__Stated goal__: Extract the whole listing as it stands. Do not include the pictures.

__Dataset excerpts__:
··········

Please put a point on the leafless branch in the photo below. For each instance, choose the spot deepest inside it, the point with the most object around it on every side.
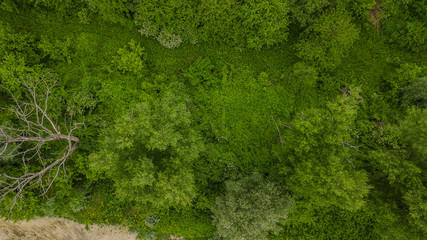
(27, 142)
(280, 136)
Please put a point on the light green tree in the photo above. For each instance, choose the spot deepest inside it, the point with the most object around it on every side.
(328, 39)
(148, 153)
(316, 155)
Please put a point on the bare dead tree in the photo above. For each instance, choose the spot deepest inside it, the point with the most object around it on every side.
(27, 142)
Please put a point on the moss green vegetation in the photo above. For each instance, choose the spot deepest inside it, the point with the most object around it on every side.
(204, 119)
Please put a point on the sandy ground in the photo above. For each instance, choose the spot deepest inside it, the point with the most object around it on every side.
(59, 229)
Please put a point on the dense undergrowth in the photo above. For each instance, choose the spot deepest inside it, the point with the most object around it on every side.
(225, 119)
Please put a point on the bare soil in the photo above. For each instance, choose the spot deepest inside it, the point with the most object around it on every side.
(59, 229)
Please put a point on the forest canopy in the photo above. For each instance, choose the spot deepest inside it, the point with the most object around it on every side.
(205, 119)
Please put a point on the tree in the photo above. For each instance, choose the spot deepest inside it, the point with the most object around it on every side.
(396, 157)
(250, 209)
(415, 93)
(316, 155)
(30, 138)
(148, 153)
(328, 39)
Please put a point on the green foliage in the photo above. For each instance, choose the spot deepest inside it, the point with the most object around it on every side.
(250, 209)
(234, 87)
(56, 50)
(415, 93)
(305, 12)
(328, 39)
(189, 223)
(130, 60)
(145, 153)
(313, 222)
(316, 155)
(405, 23)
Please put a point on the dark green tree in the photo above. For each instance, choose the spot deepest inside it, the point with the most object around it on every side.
(250, 209)
(316, 155)
(327, 40)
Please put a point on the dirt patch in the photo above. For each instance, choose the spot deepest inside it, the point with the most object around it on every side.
(60, 229)
(375, 16)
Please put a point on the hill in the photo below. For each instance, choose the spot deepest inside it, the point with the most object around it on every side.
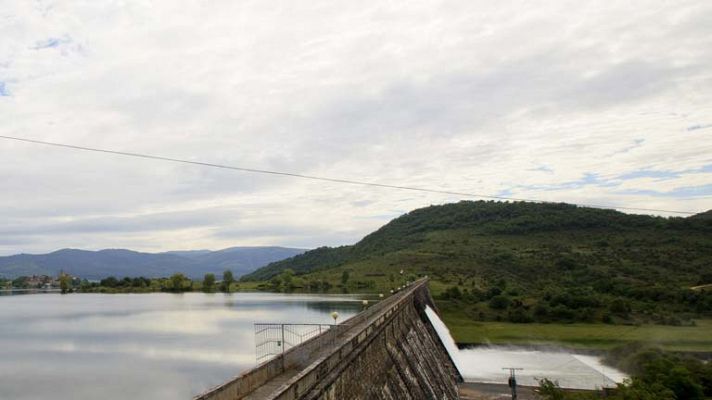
(524, 261)
(120, 262)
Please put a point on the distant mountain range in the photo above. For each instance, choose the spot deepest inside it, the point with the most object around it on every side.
(120, 262)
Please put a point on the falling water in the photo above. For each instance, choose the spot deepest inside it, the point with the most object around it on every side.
(485, 363)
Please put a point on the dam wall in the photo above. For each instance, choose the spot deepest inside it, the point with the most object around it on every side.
(389, 351)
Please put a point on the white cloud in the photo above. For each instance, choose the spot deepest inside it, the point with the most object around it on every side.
(469, 96)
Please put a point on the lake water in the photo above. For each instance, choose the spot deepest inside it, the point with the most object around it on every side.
(140, 346)
(173, 346)
(485, 364)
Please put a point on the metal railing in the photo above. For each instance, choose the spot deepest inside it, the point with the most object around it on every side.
(274, 339)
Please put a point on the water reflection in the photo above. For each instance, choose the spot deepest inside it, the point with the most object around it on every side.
(140, 346)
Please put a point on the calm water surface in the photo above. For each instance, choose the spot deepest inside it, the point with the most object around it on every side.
(140, 346)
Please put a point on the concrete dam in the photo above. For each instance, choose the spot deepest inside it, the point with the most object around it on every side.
(389, 351)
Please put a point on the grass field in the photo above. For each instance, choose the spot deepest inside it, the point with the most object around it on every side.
(583, 336)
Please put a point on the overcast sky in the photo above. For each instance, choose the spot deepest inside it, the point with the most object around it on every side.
(574, 101)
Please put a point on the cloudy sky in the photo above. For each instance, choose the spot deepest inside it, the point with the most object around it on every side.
(575, 101)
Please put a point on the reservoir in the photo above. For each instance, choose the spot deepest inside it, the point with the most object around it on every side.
(140, 346)
(174, 346)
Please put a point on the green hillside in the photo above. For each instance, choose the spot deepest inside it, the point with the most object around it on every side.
(524, 262)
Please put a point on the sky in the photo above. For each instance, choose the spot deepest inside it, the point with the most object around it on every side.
(573, 101)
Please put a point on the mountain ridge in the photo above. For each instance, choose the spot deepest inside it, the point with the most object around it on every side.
(98, 264)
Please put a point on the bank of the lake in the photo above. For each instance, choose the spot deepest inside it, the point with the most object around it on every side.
(581, 336)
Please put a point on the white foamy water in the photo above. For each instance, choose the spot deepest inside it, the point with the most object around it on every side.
(485, 363)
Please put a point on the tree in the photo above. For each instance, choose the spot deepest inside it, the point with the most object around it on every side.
(177, 282)
(65, 282)
(208, 282)
(228, 279)
(344, 277)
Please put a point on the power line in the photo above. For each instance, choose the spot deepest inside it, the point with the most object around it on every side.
(320, 178)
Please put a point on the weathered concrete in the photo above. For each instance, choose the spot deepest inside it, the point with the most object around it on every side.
(390, 351)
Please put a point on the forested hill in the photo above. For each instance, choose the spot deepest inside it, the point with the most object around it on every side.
(481, 219)
(537, 261)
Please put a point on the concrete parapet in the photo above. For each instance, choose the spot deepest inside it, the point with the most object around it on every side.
(389, 351)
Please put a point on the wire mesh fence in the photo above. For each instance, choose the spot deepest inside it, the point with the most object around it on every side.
(274, 339)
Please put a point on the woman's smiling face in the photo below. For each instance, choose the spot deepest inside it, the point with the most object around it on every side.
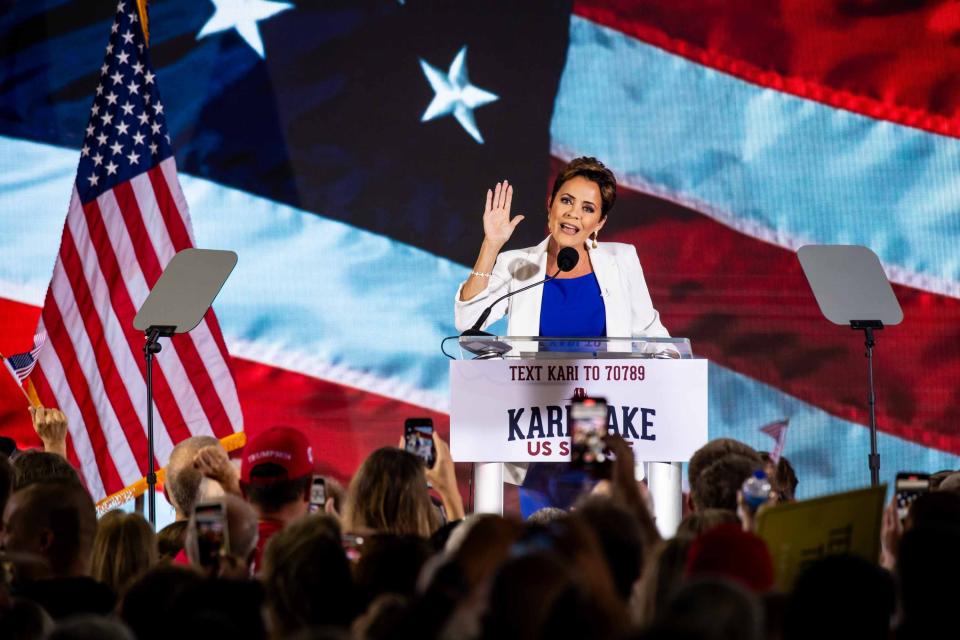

··········

__Solution to this task__:
Please put a point on the leafless branch in the photo below. For each instance, choose the spot deepest inside it, the point with the most object around it on every side.
(27, 142)
(280, 136)
Please put a point on the light green tree in the photo above. For each instance, choose the spot deepest inside it, the point with the most object around it on every side.
(328, 39)
(148, 153)
(316, 155)
Please put a point on the bare dead tree in the photo above. For each instance, choose the spot deepest inside it, the point with the most object around it on every side.
(27, 142)
Please put a point on the moss green vegetation in the photo above. For each instance, choose the spot deepest inside it, the point with the most object around it on every side.
(204, 119)
Please put a point on the sandy ground in the photo above. For each instance, choose the spot deepest inside it, the point with the most object around it on every side.
(59, 229)
Please put a point on the dense undergrowth in the photo above. For each instance, choose the spot deepest inside it, the point with the most object around it on every side.
(225, 119)
Please put a point on the bare soil in the photo above. For each instance, choose the spot deepest inside it, the point with the most object around it on every side.
(59, 229)
Please put a point on the forest canopy in the photo above. For each instance, choose the spot deepest inside it, the point with the most object around it on every side.
(205, 119)
Please put a point on the tree in the photo above. For each instance, choose the spot deepest inside it, the point with the most object around it on every side.
(396, 157)
(250, 209)
(415, 93)
(316, 155)
(30, 138)
(148, 153)
(328, 39)
Please put a point on the green foliage in the photo above. For each instance, choose the spot deepest inside it, the point with the most object around it on every side.
(250, 209)
(234, 87)
(56, 50)
(415, 93)
(305, 12)
(328, 39)
(189, 223)
(130, 60)
(145, 153)
(313, 222)
(316, 155)
(405, 23)
Please put a point on the dark green tree in the photo above. For each instance, choose the spot deepest inside it, the point with the most object around it on every side.
(250, 209)
(316, 155)
(327, 40)
Please put a point on the dirt patch in the photo above. For each instance, choose the spot deepest inside it, the point with the most object around it on every side.
(60, 229)
(375, 16)
Please put a point on the hill in the photo below. For each instance, choose the spot deepest inside it, the point with the most object around it on every side.
(524, 261)
(120, 262)
Please put a point on the distant mountain range in the photo above. For each instance, choose the spot deepest inside it, the point with the most object around it on every side.
(120, 262)
Please put a point on the falling water in the photo above. For each instance, choose the spot deepest inside it, the point with the most object around it on every side.
(485, 363)
Please put a point on the dam wall in the photo above. For each instance, choose the spot deepest inside it, the point with the most object around it on every side.
(389, 351)
Please put a point on the white cloud in the photo above. For each instance, choose the spot deepest inside it, the point with the most object around it on every side.
(469, 96)
Please put a point on the lake water in the photo above. For each instance, choose the spot deepest inside it, the point with the most object around it on every side.
(140, 346)
(173, 346)
(485, 364)
Please put a point on the metal railing in the photo above. For each instance, choose the spot deepest inside it, the point with the most object around it on every side.
(274, 339)
Please put a point on the water reflection in the photo above. For each instance, choose the spot deepest inside it, the point with the most object around it on every side.
(140, 346)
Please put a point on the calm water surface in the photo above. For each instance, choose the spot deepest inside it, the point with the most object around it on every side.
(140, 346)
Please put a point on the concrete dam in the photo above. For each instance, choose the spot deepest inside it, the point with the most object around it on every side.
(389, 351)
Please put a point on the grass field in the photo above. For each instance, choose the spot deepest inside it, the point with the most object around it on every side.
(583, 336)
Please put a point on the overcast sky in the photo above. For each instance, choose the spot deepest inside it, the point with the most object around it on every side.
(574, 101)
Please put a point on the cloudy sky in the photo above. For each instance, choose the spot deepest inside it, the point with the most object around it on every side.
(575, 101)
Please put a point on the reservoir in the photo above. For each instance, choose the spot deepest inside it, the point with the most object around it on every side.
(140, 346)
(174, 346)
Please put a point on the green hillside in the photo above. For each instance, choose the spot deepest inside it, the point with the most object around it on every side.
(524, 262)
Please put a point on the sky in the photo above. For each instance, choose the spot deepest inside it, the point with the most object around it on every side.
(573, 101)
Please put a point on the mountain ridge in the photo above. For each instance, choose the spot deepest inside it, the point with the most object around it on every side.
(98, 264)
Please put a point on the bank of the lake in the photo above. For each instance, choose the spot deepest inside it, the point with the most object around it on every side.
(581, 336)
Please put a point on the white foamy water in the photo above. For each instance, choose the spot deepest inside it, the point with the most object around it on every side.
(485, 363)
Please put a point on the tree in the photo above. For each instance, choose the spot deepest inside it, the point with the most object around it on every side.
(177, 282)
(65, 282)
(208, 282)
(228, 279)
(344, 277)
Please put a point on the power line in the photo above. For each instance, choose the spot deepest inside it, the point with the most object around it on every side.
(320, 178)
Please put a point on the weathered concrete in the photo above. For each instance, choose the spot deepest inside it, the point with the most object around it on every side.
(390, 351)
Please put a point on the forested hill in the photo above. For each instance, choose the spot deepest inside it, the point with the most object around it on every side.
(481, 219)
(537, 261)
Please put a point on the concrete parapet in the photo above. For each instance, choose the spot deepest inside it, the point with the most object around it on every side.
(389, 351)
Please put a point on the wire mesh fence in the photo above. For each instance, choose the spot deepest inside it, the point with the most object around it on every side.
(274, 339)
Please put a point on the woman's smiling face in the photo below. For each instance, choose the spot deepest inside it, the point with the most object around it on every side.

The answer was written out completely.